***** Data excerpts *****

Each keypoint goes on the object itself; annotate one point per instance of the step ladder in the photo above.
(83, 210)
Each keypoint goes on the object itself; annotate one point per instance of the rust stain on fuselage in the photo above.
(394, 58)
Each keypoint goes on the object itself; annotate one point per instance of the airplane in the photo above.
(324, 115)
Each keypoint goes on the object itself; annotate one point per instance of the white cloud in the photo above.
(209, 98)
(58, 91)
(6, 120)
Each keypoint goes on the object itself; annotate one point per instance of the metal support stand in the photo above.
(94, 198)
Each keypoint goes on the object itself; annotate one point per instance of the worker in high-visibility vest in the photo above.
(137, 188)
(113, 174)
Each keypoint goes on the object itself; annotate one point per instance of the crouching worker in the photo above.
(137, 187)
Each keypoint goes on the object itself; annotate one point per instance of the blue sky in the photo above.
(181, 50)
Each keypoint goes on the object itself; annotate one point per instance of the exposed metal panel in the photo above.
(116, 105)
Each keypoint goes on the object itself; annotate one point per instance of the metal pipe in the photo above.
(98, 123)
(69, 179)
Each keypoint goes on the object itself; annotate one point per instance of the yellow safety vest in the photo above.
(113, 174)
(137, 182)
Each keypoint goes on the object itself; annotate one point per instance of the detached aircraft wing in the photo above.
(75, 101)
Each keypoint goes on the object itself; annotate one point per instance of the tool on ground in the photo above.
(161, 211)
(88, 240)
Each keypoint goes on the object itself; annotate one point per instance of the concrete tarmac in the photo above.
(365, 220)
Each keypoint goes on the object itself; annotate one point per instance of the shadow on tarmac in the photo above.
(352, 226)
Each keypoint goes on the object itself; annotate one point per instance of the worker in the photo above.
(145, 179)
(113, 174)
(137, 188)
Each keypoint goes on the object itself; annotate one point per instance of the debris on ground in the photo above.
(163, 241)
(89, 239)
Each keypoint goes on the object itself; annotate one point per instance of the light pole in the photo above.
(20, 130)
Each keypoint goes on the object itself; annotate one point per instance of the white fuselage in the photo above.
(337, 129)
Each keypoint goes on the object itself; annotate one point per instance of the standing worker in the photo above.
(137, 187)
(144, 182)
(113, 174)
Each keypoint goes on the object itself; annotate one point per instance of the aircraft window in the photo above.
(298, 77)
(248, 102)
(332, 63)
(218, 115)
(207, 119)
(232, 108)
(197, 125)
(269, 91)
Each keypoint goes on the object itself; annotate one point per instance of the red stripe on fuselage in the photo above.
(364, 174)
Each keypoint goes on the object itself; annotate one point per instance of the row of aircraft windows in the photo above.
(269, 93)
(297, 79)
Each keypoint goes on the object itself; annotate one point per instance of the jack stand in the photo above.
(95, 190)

*****

#### Description of the task
Transcribe all of the data above word for word, from the first line through the last.

#### Exercise response
Each keypoint goes on the object itself; annotate one point per instance of the step ladder in the photo above.
(83, 210)
Each keypoint goes on the object itself; annotate one point per instance of the rust stain on fuselage in the photo above.
(394, 58)
Each keypoint goes on the object itself; annotate one point per instance of the airplane in the photo above.
(324, 115)
Each keypoint goes on the object itself; annotate one point per instance of the white cloud in the photo above.
(209, 98)
(58, 91)
(6, 120)
Each keypoint goes on the object itself; annotate one point per instance of the metal support stand in the photo above.
(94, 198)
Each keypoint goes on the object itself; annotate one point per instance of the worker in high-visibility vest in the photo above.
(137, 188)
(113, 174)
Each keypoint goes on the object itself; annotate one point per instance of the crouching worker in the photo above.
(137, 187)
Each keypoint goes on the object itself; annotate one point per instance of the blue sky in the photo above.
(181, 50)
Each keypoint goes on the object itself; annotate one point per instance of the exposed metal panel in the photo above.
(116, 105)
Each keypoint goes on the object itself; annotate one point per instance of the metal pipe in the photo above.
(98, 123)
(69, 179)
Each keypoint goes on the object itself; annotate one point per instance of the yellow safety vest in the photo above.
(113, 174)
(137, 182)
Each keypoint goes on the object itself; annotate one point per instance of the detached aircraft wing in the photo above.
(75, 101)
Each keypoint goes on the object itself; annotate one point per instance of the tool on ground in the photo above.
(161, 211)
(88, 240)
Each keypoint goes on the object itself; annotate one point per instance of the concrete tarmac in the photo above.
(365, 220)
Each keypoint goes on the object itself; annotate one point per instance of the shadow on tarmac in the photo above.
(352, 226)
Each keypoint goes on the object itself; annotate one point per instance of the worker in the photo above.
(145, 179)
(113, 174)
(137, 188)
Each keypoint goes on the object itself; annotate one point per instance of the debris on ground in the photo above.
(163, 241)
(89, 239)
Each keypoint goes on the object itself; annotate one point per instance of the light pole in the photo above.
(20, 130)
Each keypoint goes on the object itself; annotate one point per instance of the white fuselage in the photo above.
(337, 129)
Each keypoint goes on the object itself; annotate one point per instance of the standing worker in the photo above.
(137, 187)
(144, 182)
(113, 174)
Each keypoint goes on the object itself; annotate one point per instance of the aircraft window in the photo above.
(298, 77)
(248, 102)
(332, 63)
(218, 115)
(207, 119)
(232, 108)
(197, 125)
(269, 91)
Each keypoint goes on the object itself; annotate one point per instance of the red stripe on fuselage in the photo above.
(364, 174)
Each keypoint goes on the object itself; annotate one point per instance of the row of aircraft windows in the photo above.
(269, 93)
(297, 79)
Each keypoint goes on the object itself; annotate one point per instance of the jack stand in the photo above.
(95, 190)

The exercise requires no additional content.